> [ACTIVITY]
Pictures excluded, copy every record that follows exactly as it appears.

(Dataset entries)
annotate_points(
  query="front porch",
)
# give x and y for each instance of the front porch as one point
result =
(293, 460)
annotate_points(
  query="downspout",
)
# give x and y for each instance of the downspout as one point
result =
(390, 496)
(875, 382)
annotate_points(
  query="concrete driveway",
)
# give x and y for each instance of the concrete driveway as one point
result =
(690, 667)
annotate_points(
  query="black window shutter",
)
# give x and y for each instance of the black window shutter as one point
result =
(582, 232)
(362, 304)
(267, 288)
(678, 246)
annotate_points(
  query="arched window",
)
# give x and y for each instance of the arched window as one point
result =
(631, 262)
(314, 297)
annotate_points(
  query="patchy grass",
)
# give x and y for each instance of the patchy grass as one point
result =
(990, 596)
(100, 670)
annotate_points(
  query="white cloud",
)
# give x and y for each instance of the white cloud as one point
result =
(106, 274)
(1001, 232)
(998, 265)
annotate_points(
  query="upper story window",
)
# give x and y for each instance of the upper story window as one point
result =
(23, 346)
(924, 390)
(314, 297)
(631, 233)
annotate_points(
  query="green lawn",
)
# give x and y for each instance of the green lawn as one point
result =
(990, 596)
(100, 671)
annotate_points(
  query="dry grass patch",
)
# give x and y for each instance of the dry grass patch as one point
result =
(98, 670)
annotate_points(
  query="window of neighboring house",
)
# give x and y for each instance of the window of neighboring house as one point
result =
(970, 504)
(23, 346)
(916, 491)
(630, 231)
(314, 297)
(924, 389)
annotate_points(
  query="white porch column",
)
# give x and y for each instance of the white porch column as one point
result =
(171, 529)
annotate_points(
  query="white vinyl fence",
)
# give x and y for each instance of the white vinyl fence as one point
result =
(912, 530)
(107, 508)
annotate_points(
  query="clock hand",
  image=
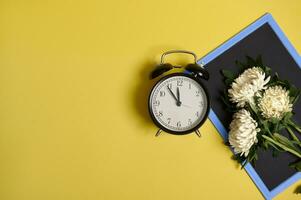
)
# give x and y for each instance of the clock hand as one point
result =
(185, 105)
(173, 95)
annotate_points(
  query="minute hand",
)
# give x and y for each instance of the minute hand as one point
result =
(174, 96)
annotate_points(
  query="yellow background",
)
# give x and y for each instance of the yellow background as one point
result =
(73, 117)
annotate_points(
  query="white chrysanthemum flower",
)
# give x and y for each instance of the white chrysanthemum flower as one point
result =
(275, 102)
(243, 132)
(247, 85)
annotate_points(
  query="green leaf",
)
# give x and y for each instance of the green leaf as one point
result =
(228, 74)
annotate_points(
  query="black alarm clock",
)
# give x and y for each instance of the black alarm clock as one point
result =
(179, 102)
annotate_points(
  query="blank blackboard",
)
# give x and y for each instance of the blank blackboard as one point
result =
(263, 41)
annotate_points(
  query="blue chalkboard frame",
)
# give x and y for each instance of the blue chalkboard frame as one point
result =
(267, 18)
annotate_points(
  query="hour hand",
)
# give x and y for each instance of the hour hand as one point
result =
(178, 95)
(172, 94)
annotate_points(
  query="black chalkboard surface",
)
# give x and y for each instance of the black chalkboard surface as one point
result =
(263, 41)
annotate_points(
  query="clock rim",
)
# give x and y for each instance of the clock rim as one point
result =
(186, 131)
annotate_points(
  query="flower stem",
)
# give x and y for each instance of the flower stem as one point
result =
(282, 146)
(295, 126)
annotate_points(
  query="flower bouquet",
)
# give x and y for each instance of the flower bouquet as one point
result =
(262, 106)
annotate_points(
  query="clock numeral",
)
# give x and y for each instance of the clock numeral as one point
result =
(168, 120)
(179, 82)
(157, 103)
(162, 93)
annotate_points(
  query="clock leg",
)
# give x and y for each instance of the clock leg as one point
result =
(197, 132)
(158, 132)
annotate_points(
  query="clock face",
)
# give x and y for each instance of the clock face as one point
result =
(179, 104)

> [EXERCISE ANSWER]
annotate_points(
  query="front porch",
)
# give x and y for each instance of the front porch as one point
result =
(293, 460)
annotate_points(
  query="downspout",
)
# give x and y for each instance of the downspout as one point
result =
(390, 496)
(875, 382)
annotate_points(
  query="concrete driveway",
)
# give x and y for each instance of the concrete driveway as one point
result =
(690, 667)
annotate_points(
  query="black window shutter",
)
# give x and y for each instance of the black window shutter as one point
result =
(582, 232)
(362, 304)
(267, 288)
(678, 246)
annotate_points(
  query="arched window",
)
# give x and y for each instance of the arched window as one point
result =
(631, 262)
(314, 297)
annotate_points(
  query="patchy grass",
)
# give x and y for each instance of the patchy grass as one point
result =
(990, 596)
(100, 670)
annotate_points(
  query="white cloud",
)
# give x and y for each instance of the white cloud as one point
result =
(106, 274)
(1001, 232)
(998, 265)
annotate_points(
  query="upper story window",
)
# give x and y for each instance of the upper story window as one point
result =
(23, 346)
(924, 390)
(314, 297)
(631, 233)
annotate_points(
  query="green lawn",
)
# give x and y for each instance of the green lawn as one point
result =
(990, 596)
(100, 671)
annotate_points(
  query="dry grass patch",
)
# give x and y for each instance of the dry grass patch as one point
result =
(98, 670)
annotate_points(
  query="window of neighboring house",
)
# give x and y for each instance of the window of neighboring house as one point
result =
(970, 504)
(23, 346)
(916, 491)
(630, 231)
(314, 297)
(924, 389)
annotate_points(
  query="white porch column",
)
# give x and y for each instance of the white porch column as one point
result =
(171, 529)
annotate_points(
  query="white vinyl fence",
)
# give x and y for each instance of the white vinyl fence as one point
result =
(912, 530)
(107, 508)
annotate_points(
  query="clock hand",
  image=
)
# give x and y for each instance of the clock hand as one point
result =
(185, 105)
(173, 95)
annotate_points(
  query="minute hand",
)
# give x and y for each instance of the minute hand as one point
result =
(174, 96)
annotate_points(
  query="yellow background",
)
# give x and y for each instance of the yellow background as one point
result =
(73, 117)
annotate_points(
  query="white chrysanthemum flower",
)
# give x and y for each instance of the white chrysanthemum flower as one point
result =
(275, 102)
(243, 132)
(247, 85)
annotate_points(
  query="green leaf",
)
# give x and y for each instance of the green leaf as one point
result =
(228, 74)
annotate_points(
  query="black alarm clock",
)
# give x and y for each instance of the black alarm clock as one point
result =
(179, 102)
annotate_points(
  query="blank blackboard",
)
# give x and y for each instance of the blank blackboard as one point
result =
(263, 41)
annotate_points(
  query="blue chalkboard frame",
)
# give x and y for each instance of the blue chalkboard frame as one point
result =
(267, 18)
annotate_points(
  query="hour hand",
)
# give x and y for each instance of the hour hand as one point
result =
(178, 95)
(172, 94)
annotate_points(
  query="black chalkboard surface",
)
# give x and y for each instance of the black chalkboard surface as one point
result =
(263, 41)
annotate_points(
  query="clock rim",
)
# give x and y for each instance of the clock rim as one point
result =
(186, 131)
annotate_points(
  query="flower stem",
)
# give x and y for each instance of the flower stem as one point
result =
(282, 146)
(295, 126)
annotate_points(
  query="flower bouquet",
)
# give x and y for each instance of the flower bouquet as one point
result =
(262, 106)
annotate_points(
  query="clock numeral",
)
# give x and y for each instance of the clock numeral as one point
result =
(168, 120)
(179, 82)
(157, 103)
(162, 93)
annotate_points(
  query="clock leg",
)
# give x and y for each instance of the clock leg as one point
result =
(197, 132)
(158, 132)
annotate_points(
  query="clock face",
)
# give x and y for each instance of the clock face as one point
result =
(179, 104)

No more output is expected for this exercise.